REQUIREMENT: Copy all entries verbatim and keep any pictures out of the copy.

Saved entries:
BEGIN

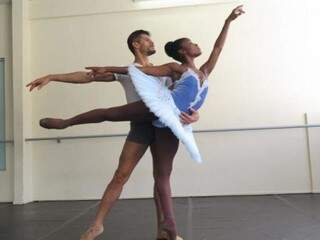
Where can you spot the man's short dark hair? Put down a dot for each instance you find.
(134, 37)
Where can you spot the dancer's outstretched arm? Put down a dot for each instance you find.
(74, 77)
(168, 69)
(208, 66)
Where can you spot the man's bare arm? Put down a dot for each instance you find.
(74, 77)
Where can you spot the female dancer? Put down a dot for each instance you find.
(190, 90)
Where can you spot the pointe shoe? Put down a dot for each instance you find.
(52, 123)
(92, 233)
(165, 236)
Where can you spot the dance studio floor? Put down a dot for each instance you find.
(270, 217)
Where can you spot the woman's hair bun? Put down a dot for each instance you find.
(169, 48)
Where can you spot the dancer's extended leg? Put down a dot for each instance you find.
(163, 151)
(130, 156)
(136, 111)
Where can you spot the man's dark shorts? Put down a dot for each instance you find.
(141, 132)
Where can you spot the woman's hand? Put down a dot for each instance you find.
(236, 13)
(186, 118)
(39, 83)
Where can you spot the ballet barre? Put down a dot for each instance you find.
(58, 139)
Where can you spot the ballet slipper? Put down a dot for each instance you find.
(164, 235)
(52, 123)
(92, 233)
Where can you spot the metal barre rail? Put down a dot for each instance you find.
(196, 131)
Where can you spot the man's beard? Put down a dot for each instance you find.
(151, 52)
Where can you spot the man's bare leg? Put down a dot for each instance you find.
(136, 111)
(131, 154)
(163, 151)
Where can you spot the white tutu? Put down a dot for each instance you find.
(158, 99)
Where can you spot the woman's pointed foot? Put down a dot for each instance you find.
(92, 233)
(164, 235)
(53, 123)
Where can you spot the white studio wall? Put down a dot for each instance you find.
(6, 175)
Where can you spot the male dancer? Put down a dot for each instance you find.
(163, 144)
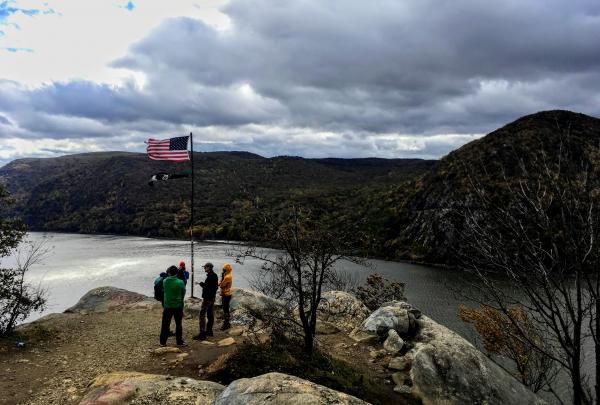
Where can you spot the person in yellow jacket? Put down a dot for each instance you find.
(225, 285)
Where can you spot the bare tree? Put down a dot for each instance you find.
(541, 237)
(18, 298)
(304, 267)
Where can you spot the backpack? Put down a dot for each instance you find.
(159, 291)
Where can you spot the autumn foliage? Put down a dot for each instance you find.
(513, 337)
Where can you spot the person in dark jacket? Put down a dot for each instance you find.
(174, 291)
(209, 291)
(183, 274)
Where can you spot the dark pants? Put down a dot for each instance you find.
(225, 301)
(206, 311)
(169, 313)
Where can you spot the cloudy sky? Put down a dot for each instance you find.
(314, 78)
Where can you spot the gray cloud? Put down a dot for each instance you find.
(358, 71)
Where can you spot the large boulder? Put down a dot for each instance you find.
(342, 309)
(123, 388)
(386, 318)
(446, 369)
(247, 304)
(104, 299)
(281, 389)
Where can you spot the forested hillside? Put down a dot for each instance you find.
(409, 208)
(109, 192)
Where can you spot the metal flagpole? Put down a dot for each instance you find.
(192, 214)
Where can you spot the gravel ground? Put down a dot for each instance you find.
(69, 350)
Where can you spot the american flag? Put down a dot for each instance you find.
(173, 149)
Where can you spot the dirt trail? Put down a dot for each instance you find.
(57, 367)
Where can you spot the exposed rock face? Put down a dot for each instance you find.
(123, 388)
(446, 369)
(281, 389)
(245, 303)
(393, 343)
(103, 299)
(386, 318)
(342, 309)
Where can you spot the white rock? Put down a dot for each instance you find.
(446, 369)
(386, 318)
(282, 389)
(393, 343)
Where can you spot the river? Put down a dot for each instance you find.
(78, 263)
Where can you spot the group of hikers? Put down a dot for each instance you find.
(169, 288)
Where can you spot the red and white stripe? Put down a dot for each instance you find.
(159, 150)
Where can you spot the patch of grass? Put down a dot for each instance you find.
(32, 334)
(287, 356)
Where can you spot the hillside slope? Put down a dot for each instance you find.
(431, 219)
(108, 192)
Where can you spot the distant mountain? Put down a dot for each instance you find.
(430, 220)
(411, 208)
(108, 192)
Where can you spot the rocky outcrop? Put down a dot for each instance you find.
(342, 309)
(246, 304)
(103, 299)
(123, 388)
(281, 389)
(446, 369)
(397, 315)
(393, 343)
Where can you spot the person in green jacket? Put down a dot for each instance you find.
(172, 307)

END

EXPECTED ANSWER:
Where can you spot the man's short dark hair? Put down a dot for each instance you find.
(134, 37)
Where can you spot the dancer's outstretched arm? Put down a dot for each instance you find.
(74, 77)
(168, 69)
(208, 66)
Where can you spot the man's bare arm? Put down a dot for each instance you find.
(74, 77)
Where can you spot the female dancer? Put down a dot for each instance you find.
(190, 90)
Where can you spot the pointe shoe? Put down a dot for each instance you find.
(52, 123)
(92, 233)
(165, 236)
Where can you spot the dance studio floor? Put down a dot for each instance you find.
(270, 217)
Where can you spot the woman's hair bun? Put down a dot for each instance you find.
(169, 48)
Where can you spot the dancer's extended leg? Put down a dot for each instance you find.
(163, 151)
(130, 156)
(136, 111)
Where can you spot the man's dark shorts? Put down a dot for each instance you find.
(141, 132)
Where can you spot the woman's hand? Put down a dot for each instance you find.
(236, 13)
(186, 118)
(39, 83)
Where can you spot the ballet barre? Put down a dot for each instance you find.
(58, 139)
Where can you spot the ballet slipper? Put down a dot for each instance you find.
(164, 235)
(52, 123)
(92, 233)
Where can you spot the metal barre rail? Put down a dot for each instance you find.
(196, 131)
Where can you spot the man's beard? Put down a dot for each instance you find.
(151, 52)
Where can you spot the man's bare leg? Put down a dot for each instance you find.
(136, 111)
(131, 154)
(163, 151)
Where can you spot the white tutu? Put down a dot for each instance you find.
(158, 99)
Where can you spot the woman's pointed foot? Put down a dot for each instance you find.
(92, 233)
(164, 235)
(53, 123)
Where can you spot the white studio wall? Put down a dot for each instance you find.
(6, 175)
Where can you spot the male dancer? Put down a dot for each instance you find.
(163, 144)
Where can you spot the person in yellow jacket? Put down a dot for each instance you find.
(225, 285)
Where can you spot the bare tree? Put down a dot for each instance you find.
(541, 237)
(18, 298)
(304, 267)
Where can you spot the backpack? Put down a dot for each instance you find.
(159, 291)
Where can you spot the autumn foliage? Put down a dot for each instance you find.
(513, 337)
Where can you spot the person in dark jacket? Put down a dot for each instance you find.
(174, 291)
(209, 291)
(183, 274)
Where can you spot the dark pants? Put down a dot for each instance you find.
(225, 301)
(206, 311)
(169, 313)
Where can you spot the cloudy sky? Put down a dot for each instance you find.
(314, 78)
Where can you spot the gray cloud? Put down a dot for each instance you find.
(358, 71)
Where can you spot the large boulder? Put down a dot for each instance you find.
(342, 309)
(123, 388)
(386, 318)
(446, 369)
(247, 304)
(104, 299)
(281, 389)
Where can you spot the forested hillside? Put down a dot for each instance you find.
(409, 208)
(109, 192)
Where can you spot the metal flagpole? Put down a dot for each instance you find.
(192, 214)
Where can you spot the gravel ground? Put down a dot for each instance you find.
(69, 350)
Where can you spot the american flag? Put down a dot for each instance you find.
(173, 149)
Where can you spot the dirt trail? Put down a dot for each instance you find.
(57, 367)
Where can you spot the exposed rock face? Put down a dot for each instance you find.
(123, 388)
(446, 369)
(281, 389)
(245, 303)
(393, 343)
(103, 299)
(386, 318)
(342, 309)
Where can you spot the white rock? Put down a dot for each instance you find.
(446, 369)
(386, 318)
(282, 389)
(393, 343)
Where can you spot the river? Put down a dot for each instance you find.
(78, 263)
Where can you spot the group of hikers? Put down a dot for each instance you find.
(169, 288)
Where can you spot the red and white stripe? Put down a dot for each instance you find.
(159, 150)
Where can you spot the patch of grass? Put down a dot for each instance you find.
(32, 334)
(287, 356)
Where can you spot the hillside slope? Put down a dot for each instance you find.
(431, 219)
(108, 192)
Where can you spot the distant mountain? Put down a dot for each instance you find.
(430, 220)
(411, 208)
(108, 192)
Where can you spot the rocky outcrop? Put down a dot for each instance you find.
(342, 309)
(246, 304)
(103, 299)
(123, 388)
(281, 389)
(446, 369)
(397, 315)
(393, 343)
Where can you spot the person in green jacket? Put down a dot for each instance you find.
(172, 307)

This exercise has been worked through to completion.